*Text shown*
• • •

This section is from the "The New Student's Reference Work Volume 5: How And Why Stories" by Elinor Atkinson.
Did you ever see a squirrel gathering acorns and nuts in the autumn? All summer long squirrels eat their food as they find it, bring up their babies, grow fat themselves and play a great deal. But when the first frost sends the nuts rattling to the ground, they know winter is coming. So they lay away a good store of food, in some safe place, to last them through "hard times." Wise little brother of the tree tops! How busy he is, and how hard he works!
Plants are just like squirrels. They eat and grow all summer, feed their flower babies until they are ripe seeds, then they store food to last them until the Spring. It is not so easy to catch plants at work, as it is to catch squirrels, but if you have very sharp eyes and minds you can do it. All plants above the fungi, earn their own living. In all green plants the roots get food from the earth, and the leaves get food from the air. The two kinds of food come together in the leaves, and the sun mixes and changes them into plant cells.
In the story about water you learned that water never runs up hill. Then how does water get from far down in the ground to the top of a tree? It doesn't run up; it is pumped up. Get a basin of water. Hold your handkerchief so just the hem on one side of it is in the water. That becomes wet at once. Hold it there. See the water climb, thread by thread! In a little while the handkerchief is wet to the top. You know a wet piece of cloth dries rapidly in the sun. As the water in the handkerchief passes into the air as vapor, more water is drawn from the basin. After awhile it is all soaked up. The basin is empty, and soon afterwards the handkerchief is dry.
This drawing of water up by threads, is called capillary attraction. A lump of sugar has it. Hold a lump of sugar with one tiny corner of it just touching the top of a cup of coffee. Soon the whole lump is brown and wet. A plant is like a big handkerchief full of threads that run from the root hairs to the leaves. The sun draws the water, in vapor, from the leaves, and more water is pulled up just as long as the roots can find any in the earth. Those little wood-fibers that you found in bundles in the stems of fern leaves, are not only bones, they are blood vessels, too.
Those little tubes are so small that they cannot carry anything but liquid food. The sap of trees looks like clear water, but it has a great many things melted in it. The sap of maple trees has sugar. Some saps are puckery, some spicy. In the earth are many things that melt in water. Water will take up and hold, salt, sugar, lime, iron and many minerals. When clear well water is boiled in a
tea-kettle, it coats the inside of the kettle with lime. If you melt salt in water and then put it in the sun, the water will pass away as vapor, but the salt will be left in the glass.

• • •

*Input data*
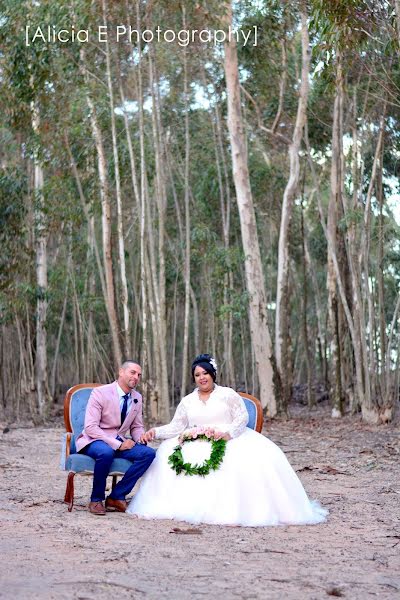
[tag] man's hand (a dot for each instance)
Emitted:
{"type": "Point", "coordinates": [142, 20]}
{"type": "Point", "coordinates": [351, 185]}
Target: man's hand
{"type": "Point", "coordinates": [126, 445]}
{"type": "Point", "coordinates": [148, 436]}
{"type": "Point", "coordinates": [220, 435]}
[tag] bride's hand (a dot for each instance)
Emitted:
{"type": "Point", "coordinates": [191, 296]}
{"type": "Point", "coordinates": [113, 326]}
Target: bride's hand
{"type": "Point", "coordinates": [148, 436]}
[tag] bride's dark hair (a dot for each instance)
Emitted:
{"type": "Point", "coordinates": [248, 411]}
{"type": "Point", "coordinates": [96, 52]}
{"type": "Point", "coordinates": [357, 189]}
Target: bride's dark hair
{"type": "Point", "coordinates": [207, 362]}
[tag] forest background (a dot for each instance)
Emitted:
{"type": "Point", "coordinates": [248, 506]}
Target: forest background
{"type": "Point", "coordinates": [160, 200]}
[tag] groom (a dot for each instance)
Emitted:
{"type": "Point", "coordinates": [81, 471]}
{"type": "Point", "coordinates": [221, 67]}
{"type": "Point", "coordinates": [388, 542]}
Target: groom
{"type": "Point", "coordinates": [113, 410]}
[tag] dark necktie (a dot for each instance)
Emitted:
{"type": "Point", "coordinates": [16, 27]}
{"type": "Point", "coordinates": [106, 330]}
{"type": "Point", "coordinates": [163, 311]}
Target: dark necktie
{"type": "Point", "coordinates": [124, 407]}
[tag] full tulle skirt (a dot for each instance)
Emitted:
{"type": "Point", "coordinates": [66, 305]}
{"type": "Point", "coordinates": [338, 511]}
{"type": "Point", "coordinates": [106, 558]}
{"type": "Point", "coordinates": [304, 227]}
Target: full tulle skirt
{"type": "Point", "coordinates": [254, 486]}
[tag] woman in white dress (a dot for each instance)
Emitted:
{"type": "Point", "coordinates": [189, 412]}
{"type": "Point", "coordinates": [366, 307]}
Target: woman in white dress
{"type": "Point", "coordinates": [253, 486]}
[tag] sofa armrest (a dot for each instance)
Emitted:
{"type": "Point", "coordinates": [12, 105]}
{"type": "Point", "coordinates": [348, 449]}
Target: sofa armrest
{"type": "Point", "coordinates": [65, 449]}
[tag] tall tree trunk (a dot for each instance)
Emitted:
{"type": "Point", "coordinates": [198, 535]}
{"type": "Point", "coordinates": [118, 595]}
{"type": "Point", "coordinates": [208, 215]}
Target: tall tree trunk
{"type": "Point", "coordinates": [41, 278]}
{"type": "Point", "coordinates": [335, 203]}
{"type": "Point", "coordinates": [106, 233]}
{"type": "Point", "coordinates": [282, 319]}
{"type": "Point", "coordinates": [260, 336]}
{"type": "Point", "coordinates": [187, 233]}
{"type": "Point", "coordinates": [121, 242]}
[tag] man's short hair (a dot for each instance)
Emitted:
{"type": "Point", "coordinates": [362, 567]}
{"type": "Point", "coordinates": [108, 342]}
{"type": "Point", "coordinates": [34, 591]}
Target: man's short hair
{"type": "Point", "coordinates": [129, 361]}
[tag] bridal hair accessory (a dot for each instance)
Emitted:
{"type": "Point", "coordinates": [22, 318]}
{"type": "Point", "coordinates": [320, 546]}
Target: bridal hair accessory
{"type": "Point", "coordinates": [211, 464]}
{"type": "Point", "coordinates": [208, 363]}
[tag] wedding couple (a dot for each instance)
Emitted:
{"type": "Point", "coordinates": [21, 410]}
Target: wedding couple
{"type": "Point", "coordinates": [250, 482]}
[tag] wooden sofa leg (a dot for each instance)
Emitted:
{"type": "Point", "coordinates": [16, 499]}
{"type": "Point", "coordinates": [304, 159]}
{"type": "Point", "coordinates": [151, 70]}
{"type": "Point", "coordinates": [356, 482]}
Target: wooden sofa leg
{"type": "Point", "coordinates": [69, 491]}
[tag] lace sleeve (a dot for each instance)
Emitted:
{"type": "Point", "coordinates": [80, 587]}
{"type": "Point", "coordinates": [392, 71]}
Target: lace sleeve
{"type": "Point", "coordinates": [178, 424]}
{"type": "Point", "coordinates": [239, 414]}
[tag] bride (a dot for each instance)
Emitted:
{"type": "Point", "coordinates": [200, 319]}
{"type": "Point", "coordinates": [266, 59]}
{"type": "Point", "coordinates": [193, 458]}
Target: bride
{"type": "Point", "coordinates": [253, 486]}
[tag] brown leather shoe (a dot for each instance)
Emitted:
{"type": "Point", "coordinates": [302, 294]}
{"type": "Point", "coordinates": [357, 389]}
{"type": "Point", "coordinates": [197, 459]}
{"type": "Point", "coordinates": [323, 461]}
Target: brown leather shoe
{"type": "Point", "coordinates": [116, 505]}
{"type": "Point", "coordinates": [97, 508]}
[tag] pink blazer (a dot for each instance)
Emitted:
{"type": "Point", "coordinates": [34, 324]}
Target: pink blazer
{"type": "Point", "coordinates": [103, 418]}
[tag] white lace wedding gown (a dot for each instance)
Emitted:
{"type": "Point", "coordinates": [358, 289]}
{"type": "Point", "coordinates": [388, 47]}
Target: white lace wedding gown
{"type": "Point", "coordinates": [254, 486]}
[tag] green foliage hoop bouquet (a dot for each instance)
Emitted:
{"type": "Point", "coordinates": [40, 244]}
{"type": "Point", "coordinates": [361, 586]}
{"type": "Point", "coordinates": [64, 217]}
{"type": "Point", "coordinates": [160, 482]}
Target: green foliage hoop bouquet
{"type": "Point", "coordinates": [211, 464]}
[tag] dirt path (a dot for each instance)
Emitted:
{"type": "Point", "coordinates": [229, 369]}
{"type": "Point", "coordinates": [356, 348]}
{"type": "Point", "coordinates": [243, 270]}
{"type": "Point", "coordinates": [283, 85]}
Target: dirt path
{"type": "Point", "coordinates": [352, 469]}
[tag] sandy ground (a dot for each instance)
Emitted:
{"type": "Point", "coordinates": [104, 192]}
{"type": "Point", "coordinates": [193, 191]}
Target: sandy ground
{"type": "Point", "coordinates": [47, 552]}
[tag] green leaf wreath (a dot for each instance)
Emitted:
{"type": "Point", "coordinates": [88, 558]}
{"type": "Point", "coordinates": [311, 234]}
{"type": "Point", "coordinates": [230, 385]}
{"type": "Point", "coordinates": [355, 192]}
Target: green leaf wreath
{"type": "Point", "coordinates": [211, 464]}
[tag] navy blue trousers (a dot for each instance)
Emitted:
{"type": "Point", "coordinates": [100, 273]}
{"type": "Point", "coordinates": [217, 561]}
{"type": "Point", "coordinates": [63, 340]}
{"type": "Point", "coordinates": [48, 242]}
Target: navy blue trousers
{"type": "Point", "coordinates": [140, 456]}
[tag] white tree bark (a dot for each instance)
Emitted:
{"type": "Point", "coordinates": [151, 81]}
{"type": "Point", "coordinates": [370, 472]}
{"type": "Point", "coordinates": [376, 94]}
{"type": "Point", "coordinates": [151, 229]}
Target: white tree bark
{"type": "Point", "coordinates": [123, 295]}
{"type": "Point", "coordinates": [282, 350]}
{"type": "Point", "coordinates": [260, 336]}
{"type": "Point", "coordinates": [41, 277]}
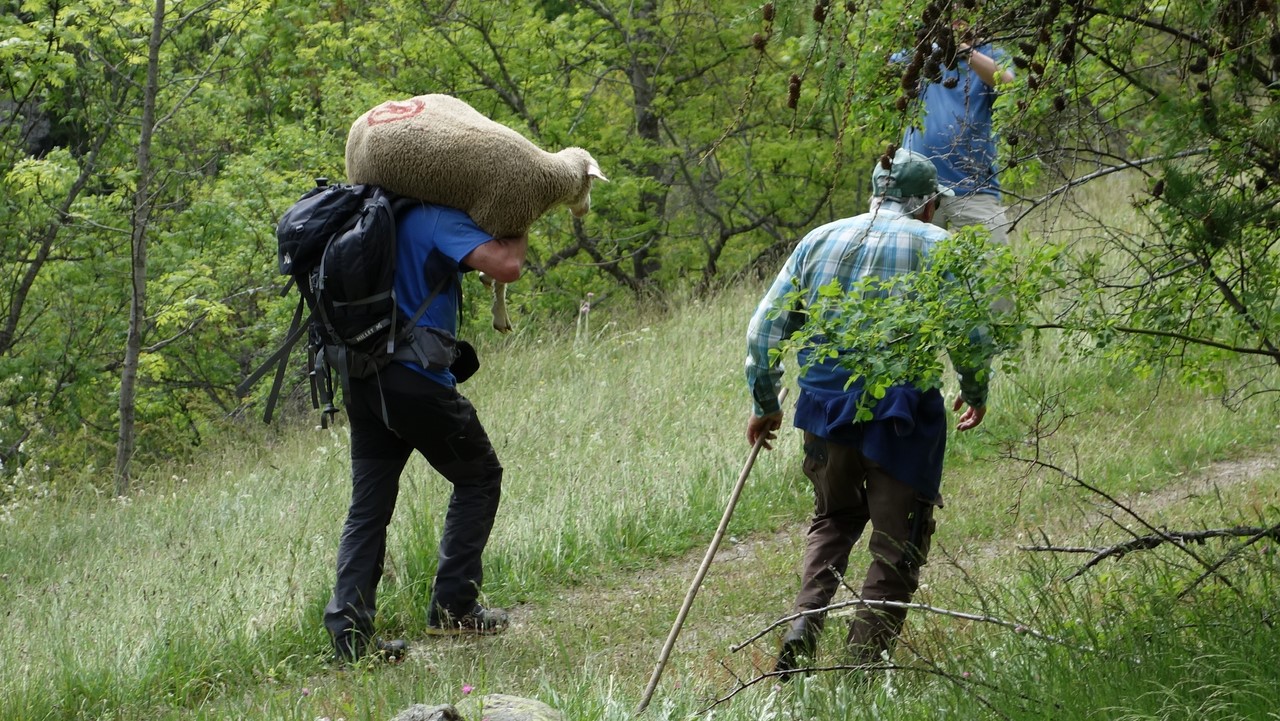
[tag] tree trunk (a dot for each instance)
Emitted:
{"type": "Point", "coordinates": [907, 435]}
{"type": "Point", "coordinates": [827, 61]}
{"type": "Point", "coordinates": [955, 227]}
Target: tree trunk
{"type": "Point", "coordinates": [138, 242]}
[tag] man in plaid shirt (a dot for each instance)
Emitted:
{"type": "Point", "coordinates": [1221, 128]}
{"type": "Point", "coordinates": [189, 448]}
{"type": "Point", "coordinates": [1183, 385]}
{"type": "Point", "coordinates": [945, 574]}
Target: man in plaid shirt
{"type": "Point", "coordinates": [886, 470]}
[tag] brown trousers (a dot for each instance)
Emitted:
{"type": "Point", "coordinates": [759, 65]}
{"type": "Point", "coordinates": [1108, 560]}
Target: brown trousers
{"type": "Point", "coordinates": [849, 491]}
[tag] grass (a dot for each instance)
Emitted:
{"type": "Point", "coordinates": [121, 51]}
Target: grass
{"type": "Point", "coordinates": [200, 596]}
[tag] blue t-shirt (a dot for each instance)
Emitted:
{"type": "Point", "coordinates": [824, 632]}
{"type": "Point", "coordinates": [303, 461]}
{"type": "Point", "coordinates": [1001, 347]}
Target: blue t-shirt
{"type": "Point", "coordinates": [958, 133]}
{"type": "Point", "coordinates": [430, 243]}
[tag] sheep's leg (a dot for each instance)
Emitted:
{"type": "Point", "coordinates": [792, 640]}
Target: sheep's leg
{"type": "Point", "coordinates": [501, 322]}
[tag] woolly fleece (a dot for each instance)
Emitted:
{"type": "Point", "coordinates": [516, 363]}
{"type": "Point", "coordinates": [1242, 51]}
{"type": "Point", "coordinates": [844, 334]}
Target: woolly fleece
{"type": "Point", "coordinates": [440, 150]}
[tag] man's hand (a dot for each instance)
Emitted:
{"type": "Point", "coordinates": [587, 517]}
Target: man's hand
{"type": "Point", "coordinates": [762, 429]}
{"type": "Point", "coordinates": [972, 416]}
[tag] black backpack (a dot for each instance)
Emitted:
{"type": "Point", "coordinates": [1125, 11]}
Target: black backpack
{"type": "Point", "coordinates": [338, 246]}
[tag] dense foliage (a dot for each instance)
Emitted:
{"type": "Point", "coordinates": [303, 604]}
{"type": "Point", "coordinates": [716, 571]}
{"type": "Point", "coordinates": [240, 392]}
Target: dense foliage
{"type": "Point", "coordinates": [726, 128]}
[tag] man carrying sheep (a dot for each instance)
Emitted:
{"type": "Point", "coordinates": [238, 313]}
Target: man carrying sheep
{"type": "Point", "coordinates": [476, 187]}
{"type": "Point", "coordinates": [423, 413]}
{"type": "Point", "coordinates": [886, 470]}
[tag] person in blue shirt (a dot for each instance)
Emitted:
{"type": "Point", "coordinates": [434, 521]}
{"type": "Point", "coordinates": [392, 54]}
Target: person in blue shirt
{"type": "Point", "coordinates": [887, 470]}
{"type": "Point", "coordinates": [959, 138]}
{"type": "Point", "coordinates": [414, 405]}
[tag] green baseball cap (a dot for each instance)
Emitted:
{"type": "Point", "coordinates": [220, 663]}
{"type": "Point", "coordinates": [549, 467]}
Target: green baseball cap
{"type": "Point", "coordinates": [909, 176]}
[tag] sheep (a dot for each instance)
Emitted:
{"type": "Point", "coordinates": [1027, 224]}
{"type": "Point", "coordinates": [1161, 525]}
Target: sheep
{"type": "Point", "coordinates": [440, 150]}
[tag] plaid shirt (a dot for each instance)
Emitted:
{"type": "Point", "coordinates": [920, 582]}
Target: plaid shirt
{"type": "Point", "coordinates": [880, 243]}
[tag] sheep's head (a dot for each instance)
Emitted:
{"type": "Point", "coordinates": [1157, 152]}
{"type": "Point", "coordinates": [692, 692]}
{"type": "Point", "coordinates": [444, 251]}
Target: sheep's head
{"type": "Point", "coordinates": [589, 170]}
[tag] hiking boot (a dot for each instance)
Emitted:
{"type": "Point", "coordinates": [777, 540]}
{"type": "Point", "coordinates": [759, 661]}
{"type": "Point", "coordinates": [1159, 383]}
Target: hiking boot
{"type": "Point", "coordinates": [352, 647]}
{"type": "Point", "coordinates": [479, 621]}
{"type": "Point", "coordinates": [799, 642]}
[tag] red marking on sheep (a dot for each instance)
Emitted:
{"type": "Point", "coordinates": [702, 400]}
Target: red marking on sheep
{"type": "Point", "coordinates": [393, 110]}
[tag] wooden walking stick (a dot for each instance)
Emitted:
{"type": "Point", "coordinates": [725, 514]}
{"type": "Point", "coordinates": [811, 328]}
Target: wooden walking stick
{"type": "Point", "coordinates": [702, 570]}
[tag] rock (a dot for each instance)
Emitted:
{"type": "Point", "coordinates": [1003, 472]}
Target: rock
{"type": "Point", "coordinates": [423, 712]}
{"type": "Point", "coordinates": [502, 707]}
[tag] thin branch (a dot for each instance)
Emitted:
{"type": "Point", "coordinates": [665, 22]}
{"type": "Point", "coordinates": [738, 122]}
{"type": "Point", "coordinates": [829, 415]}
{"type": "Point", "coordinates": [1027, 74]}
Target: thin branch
{"type": "Point", "coordinates": [1153, 541]}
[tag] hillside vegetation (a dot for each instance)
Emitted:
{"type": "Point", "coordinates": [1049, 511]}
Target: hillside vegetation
{"type": "Point", "coordinates": [200, 596]}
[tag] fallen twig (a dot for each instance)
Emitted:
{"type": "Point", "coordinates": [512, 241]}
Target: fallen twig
{"type": "Point", "coordinates": [1152, 541]}
{"type": "Point", "coordinates": [873, 603]}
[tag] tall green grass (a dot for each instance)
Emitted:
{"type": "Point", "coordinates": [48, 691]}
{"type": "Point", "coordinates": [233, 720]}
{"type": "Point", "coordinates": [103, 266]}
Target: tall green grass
{"type": "Point", "coordinates": [200, 596]}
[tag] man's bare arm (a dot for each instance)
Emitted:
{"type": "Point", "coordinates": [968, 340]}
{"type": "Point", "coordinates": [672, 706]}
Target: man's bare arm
{"type": "Point", "coordinates": [501, 259]}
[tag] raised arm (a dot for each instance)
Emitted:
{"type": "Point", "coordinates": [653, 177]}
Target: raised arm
{"type": "Point", "coordinates": [986, 67]}
{"type": "Point", "coordinates": [501, 259]}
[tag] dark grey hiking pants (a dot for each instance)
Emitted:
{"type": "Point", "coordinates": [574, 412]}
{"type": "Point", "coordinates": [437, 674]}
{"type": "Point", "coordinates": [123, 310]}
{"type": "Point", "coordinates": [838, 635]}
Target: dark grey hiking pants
{"type": "Point", "coordinates": [850, 489]}
{"type": "Point", "coordinates": [442, 425]}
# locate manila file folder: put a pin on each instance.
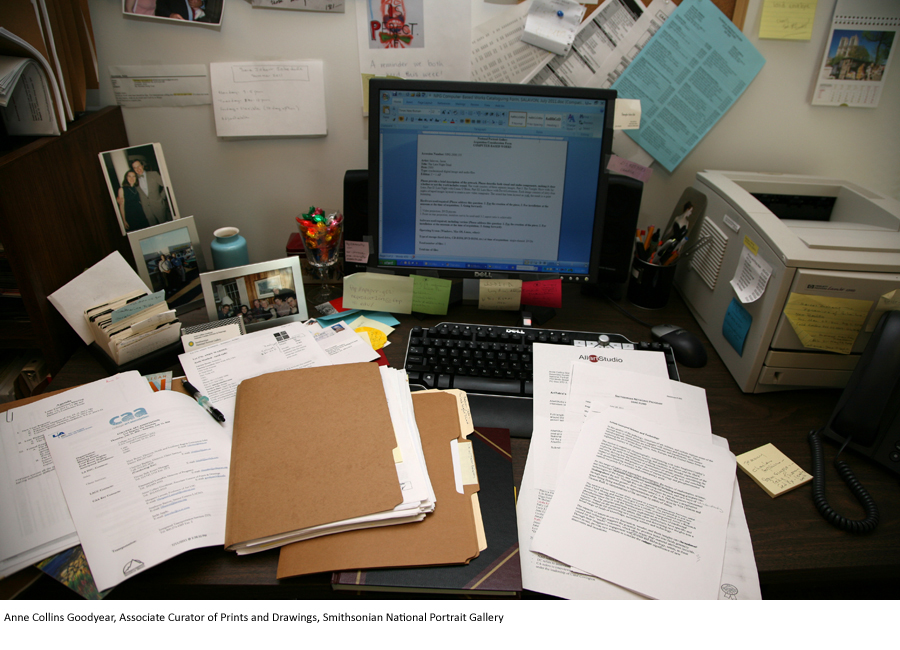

• • •

*How to complete this task*
In the passage about how plants take in food and water, what is the drawing of water up by threads called?

*Your response*
Capillary attraction.